*PROBLEM TO WORK ON*. Copy out the full passage on street harassment statistics word for word.
>> start EXCERPT PROVIDED
Street harassment is an under-researched topic, but each existing study shows that street harassment is a significant and prevalent problem. The following statistics focus on prevalence.
Thirteen Academic & Community Studies:
1. Indianapolis: In one of the first street harassment studies ever conducted, Carol Brooks Gardner, associate professor of sociology and women’s studies at Indiana University, Indianapolis, interviewed 293 women in Indianapolis, Indiana, over several years in the late 1980s and early 1990s. The women were from every race, age, class, and sexual orientation category of the general population in Indiana and the United States. Gardner found that every single woman (100 percent) could cite several examples of being harassed by unknown men in public and all but nine of the women classified those experiences as “troublesome.” (1)
2. Canada: Using a national sample of 12,300 Canadian women ages 18 and older from 1994, sociology professors Ross Macmillan, Annette Nierobisz, and Sandy Welsh studied the impact of street harassment on women’s perceived sense of safety in 2000. During their research, they found that over 80 percent of the women surveyed had experienced male stranger harassment in public and that those experiences had a large and detrimental impact on their perceived safety in public. (2)
3. California Bay Area: Laura Beth Nielsen, professor of sociology and the law at Northwestern University conducted a study of 100 women’s and men’s experiences with offensive speech in the California San Francisco Bay Area in the early 2000s. She found that 100 percent of the 54 women she asked had been the target of offensive or sexually-suggestive remarks at least occasionally: 19 percent said every day, 43 percent said often, and 28 percent said sometimes. Notably, they were the target of such speech significantly more often than they were of “polite” remarks about their appearance. (3)
>> end EXCERPT PROVIDED
>> start DATA SHOWN
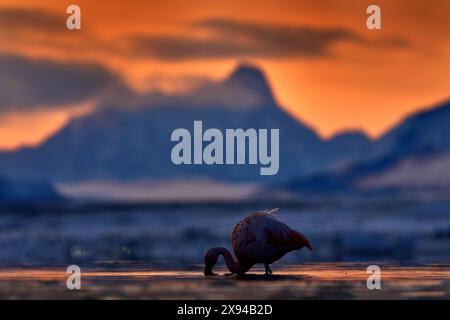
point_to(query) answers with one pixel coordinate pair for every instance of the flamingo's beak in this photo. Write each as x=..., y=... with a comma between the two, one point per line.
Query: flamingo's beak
x=300, y=240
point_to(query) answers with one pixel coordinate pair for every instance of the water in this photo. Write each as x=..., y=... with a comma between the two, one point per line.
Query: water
x=177, y=235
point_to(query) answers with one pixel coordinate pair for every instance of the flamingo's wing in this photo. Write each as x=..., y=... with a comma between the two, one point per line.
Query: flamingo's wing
x=279, y=234
x=248, y=237
x=243, y=238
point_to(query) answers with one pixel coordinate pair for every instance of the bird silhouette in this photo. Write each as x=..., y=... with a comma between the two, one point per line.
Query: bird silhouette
x=258, y=238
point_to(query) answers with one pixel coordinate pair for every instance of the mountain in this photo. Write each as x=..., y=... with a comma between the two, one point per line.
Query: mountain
x=413, y=155
x=20, y=191
x=130, y=140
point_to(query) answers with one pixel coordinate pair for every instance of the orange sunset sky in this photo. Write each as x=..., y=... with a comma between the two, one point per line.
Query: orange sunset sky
x=325, y=67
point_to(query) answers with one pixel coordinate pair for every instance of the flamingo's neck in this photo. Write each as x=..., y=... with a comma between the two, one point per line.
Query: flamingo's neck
x=212, y=256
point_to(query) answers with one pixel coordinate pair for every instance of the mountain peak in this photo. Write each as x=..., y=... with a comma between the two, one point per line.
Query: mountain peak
x=253, y=81
x=245, y=88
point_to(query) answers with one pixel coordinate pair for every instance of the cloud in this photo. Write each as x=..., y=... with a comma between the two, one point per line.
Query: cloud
x=243, y=39
x=27, y=84
x=27, y=19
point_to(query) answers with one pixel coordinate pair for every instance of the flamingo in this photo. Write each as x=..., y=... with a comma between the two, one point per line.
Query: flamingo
x=258, y=238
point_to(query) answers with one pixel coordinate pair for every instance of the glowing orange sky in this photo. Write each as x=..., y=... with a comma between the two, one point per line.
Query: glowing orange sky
x=357, y=87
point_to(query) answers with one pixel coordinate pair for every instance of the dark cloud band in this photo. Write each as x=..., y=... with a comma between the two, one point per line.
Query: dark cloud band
x=27, y=83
>> end DATA SHOWN
*OUTPUT BELOW*.
Street harassment is an under-researched topic, but each existing study shows that street harassment is a significant and prevalent problem. The following statistics focus on prevalence.
Thirteen Academic & Community Studies:
1. Indianapolis: In one of the first street harassment studies ever conducted, Carol Brooks Gardner, associate professor of sociology and women’s studies at Indiana University, Indianapolis, interviewed 293 women in Indianapolis, Indiana, over several years in the late 1980s and early 1990s. The women were from every race, age, class, and sexual orientation category of the general population in Indiana and the United States. Gardner found that every single woman (100 percent) could cite several examples of being harassed by unknown men in public and all but nine of the women classified those experiences as “troublesome.” (1)
2. Canada: Using a national sample of 12,300 Canadian women ages 18 and older from 1994, sociology professors Ross Macmillan, Annette Nierobisz, and Sandy Welsh studied the impact of street harassment on women’s perceived sense of safety in 2000. During their research, they found that over 80 percent of the women surveyed had experienced male stranger harassment in public and that those experiences had a large and detrimental impact on their perceived safety in public. (2)
3. California Bay Area: Laura Beth Nielsen, professor of sociology and the law at Northwestern University conducted a study of 100 women’s and men’s experiences with offensive speech in the California San Francisco Bay Area in the early 2000s. She found that 100 percent of the 54 women she asked had been the target of offensive or sexually-suggestive remarks at least occasionally: 19 percent said every day, 43 percent said often, and 28 percent said sometimes. Notably, they were the target of such speech significantly more often than they were of “polite” remarks about their appearance. (3)